- _TRECHO PARA LEITURA_
********

Um profissional generalista é capaz de interagir com várias áreas, porque possui visão holística da sua organização. Um estudo feito por pesquisadores da Columbia Business School e da Tulane University aponta que “os especialistas são menos valorizados pelo mercado, além de receberem menos ofertas de emprego, eles ainda ganham bônus menores”.

Outra pesquisa, agora com foco maior na profissão dos contadores demonstrou que há riscos consideráveis para algumas das atividades/profissões oriundas do curso de Ciências Contábeis, como as que envolvem profissionais contábeis e auditores em geral (94%), analistas de orçamento (94%), profissionais da área de custos (57%) e preparadores de impostos (99%) devido à probabilidade de automação desses processos.

Portanto, dessa maneira fica evidente a importância da aquisição de conhecimentos mais abrangentes em matéria de negócios bem como outras habilidades e atitudes reconhecidas pelo mercado e em especial ligadas às características da indústria 4.0.

3 – Ter fluência em outros idiomas.

É recomendável que o contador 4.0 possua facilidade ou fluência em outros idiomas, especialmente na língua inglesa. Os E.U.A. ainda são os maiores produtores de tecnologia e os principais geradores de conteúdo acadêmico para essa área.

Deste modo, a maioria das normas e das publicações estão disponíveis neste idioma, inclusive os próprios conteúdos sobre o tema revolução 4.0.

4 – Desenvolver a capacidade de liderança.

Um perfil de líder é essencial para o contador, pois no contexto 4.0 esse profissional precisa de um protagonismo ainda maior, que lhe exigirão um comportamento de condução de equipes. As características de relacionamento interpessoal serão essenciais para se desempenhar um papel adequado de líder, e farão toda a diferença em relação a motivação da equipe.

As novas atuações dos profissionais na indústria 4.0

Para compreender as atuações específicas (atuais e futuras) do contador, nesta nova era digital, é importante compreender que diante dessas mudanças (todas) os profissionais deverão desenvolver seus trabalhos em novas vertentes como o trabalho remoto e atuar em outras áreas também para desenvolver novas habilidades e competências.

1 – Trabalho remoto

Esse tipo de trabalho é uma tendência cada vez mais incorporada por empresas e profissionais. Está se tornando uma prática usual em diversas áreas, possibilitando a realização de atividades à distância e abrindo um novo panorama nas relações de trabalho com novos modos de desempenhar tarefas. 

No trabalho remoto, a grande diferença do convencional é a maneira como se organizam as cargas horárias. Contudo, as metas, tarefas e atividades continuam tendo as mesmas demandas e requerendo as mesmas habilidades e necessidades dos trabalhos não remotos.

O cenário da economia mundial necessita que o trabalho seja mais dinâmico, incorporando às inovações do mercado e da indústria 4.0. Os espaços colaborativos de coworking e o home office estão se tornando tendência, principalmente na realização de trabalho remoto.

********

- _MATERIAL DE DADOS_
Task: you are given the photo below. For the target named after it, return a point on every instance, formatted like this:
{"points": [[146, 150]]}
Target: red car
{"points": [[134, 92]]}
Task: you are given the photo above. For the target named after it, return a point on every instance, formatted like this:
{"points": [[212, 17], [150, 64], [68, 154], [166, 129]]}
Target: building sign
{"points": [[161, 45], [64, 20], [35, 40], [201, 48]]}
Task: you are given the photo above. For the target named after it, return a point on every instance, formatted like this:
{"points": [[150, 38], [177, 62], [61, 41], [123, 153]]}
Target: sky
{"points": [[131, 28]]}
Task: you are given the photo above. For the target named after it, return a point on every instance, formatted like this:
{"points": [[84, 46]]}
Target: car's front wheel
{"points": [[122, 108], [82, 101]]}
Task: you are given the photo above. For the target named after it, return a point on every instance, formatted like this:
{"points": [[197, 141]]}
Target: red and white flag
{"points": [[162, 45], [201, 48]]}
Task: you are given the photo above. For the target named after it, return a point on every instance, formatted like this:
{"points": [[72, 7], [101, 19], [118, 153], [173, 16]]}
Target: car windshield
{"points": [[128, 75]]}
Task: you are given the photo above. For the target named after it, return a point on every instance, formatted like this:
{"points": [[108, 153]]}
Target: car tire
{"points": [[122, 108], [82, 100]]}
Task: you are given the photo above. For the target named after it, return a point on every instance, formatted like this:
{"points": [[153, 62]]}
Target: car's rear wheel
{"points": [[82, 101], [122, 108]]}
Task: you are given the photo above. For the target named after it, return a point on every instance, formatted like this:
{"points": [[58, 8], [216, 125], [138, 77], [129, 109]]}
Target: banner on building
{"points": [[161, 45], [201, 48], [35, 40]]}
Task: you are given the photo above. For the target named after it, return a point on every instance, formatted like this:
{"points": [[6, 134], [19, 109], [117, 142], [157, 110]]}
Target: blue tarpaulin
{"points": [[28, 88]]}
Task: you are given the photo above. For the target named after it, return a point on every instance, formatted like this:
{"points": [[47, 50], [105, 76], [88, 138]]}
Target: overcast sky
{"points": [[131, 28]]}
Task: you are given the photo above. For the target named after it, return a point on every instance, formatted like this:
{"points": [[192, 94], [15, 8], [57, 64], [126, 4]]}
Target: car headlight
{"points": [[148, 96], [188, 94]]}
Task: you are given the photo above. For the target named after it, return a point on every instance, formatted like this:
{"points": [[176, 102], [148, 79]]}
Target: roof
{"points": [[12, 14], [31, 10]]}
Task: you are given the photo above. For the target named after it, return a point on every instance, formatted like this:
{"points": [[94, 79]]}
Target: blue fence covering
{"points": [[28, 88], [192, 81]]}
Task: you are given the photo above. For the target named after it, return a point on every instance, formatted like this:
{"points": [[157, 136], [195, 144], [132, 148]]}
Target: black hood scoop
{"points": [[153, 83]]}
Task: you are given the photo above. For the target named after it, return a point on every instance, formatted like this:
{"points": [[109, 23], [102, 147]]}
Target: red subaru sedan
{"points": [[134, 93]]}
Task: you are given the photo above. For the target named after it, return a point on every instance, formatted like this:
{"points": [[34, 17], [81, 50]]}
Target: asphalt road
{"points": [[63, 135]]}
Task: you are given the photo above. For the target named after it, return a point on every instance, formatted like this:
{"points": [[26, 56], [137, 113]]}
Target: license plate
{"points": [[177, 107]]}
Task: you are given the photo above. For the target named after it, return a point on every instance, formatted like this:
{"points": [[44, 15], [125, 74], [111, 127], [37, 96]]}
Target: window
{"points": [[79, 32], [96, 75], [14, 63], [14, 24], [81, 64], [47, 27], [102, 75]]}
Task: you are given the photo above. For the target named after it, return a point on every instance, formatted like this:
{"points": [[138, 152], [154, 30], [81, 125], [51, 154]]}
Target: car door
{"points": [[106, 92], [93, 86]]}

********

- _REQUISITOS DO PROBLEMA_
Continue, por favor, o texto sobre o contador na indústria 4.0, começando logo após a última frase, a que trata de coworking e home office.

- _CAMPO DE RESPOSTA_
São várias as vantagens do trabalho remoto, mas principalmente a redução de custos, tendo em vista os gastos desnecessários como custos de vale transporte, alimentação, aluguel de espaço físico, água, energia elétrica, serviços de manutenção, limpeza e segurança. Há também outras vantagens, menos concretas, mas perceptíveis e importantes para o trabalhador como a diminuição do estresse com o colaborador, a redução no risco de acidentes no trajeto de locomoção, melhor qualidade de vida, etc.

2- Criação de novas demandas de profissionais

 quando se fala em novas demandas de profissionais vêm à mente as novas profissões que já surgiram e que serão destaques no futuro. 

Observando essas novas demandas é possível prever nos próximos anos profissionais que deverão possuir competências para atuar em profissões e atividades relacionadas à tecnologia e ao mundo digital. Profissões essas que já são realizadas por cientistas ou engenheiros de dados, desenvolvedores de softwares, especialistas em cloud computing (computação na nuvem), designer de realidade aumentada, creators (produtores de conteúdo), professor online, profissional de marketing digital, analista de big data, engenheiro ambiental e hospitalar, segurança da informação, gestor de inovação, geneticista, especialista em e-commerce, profissionais de saúde mental, especialistas em energias renováveis ou alternativas, etc. 

Portanto, ser um profissional com facilidade em T.I. certamente trará grande facilidade em relação a empregabilidade.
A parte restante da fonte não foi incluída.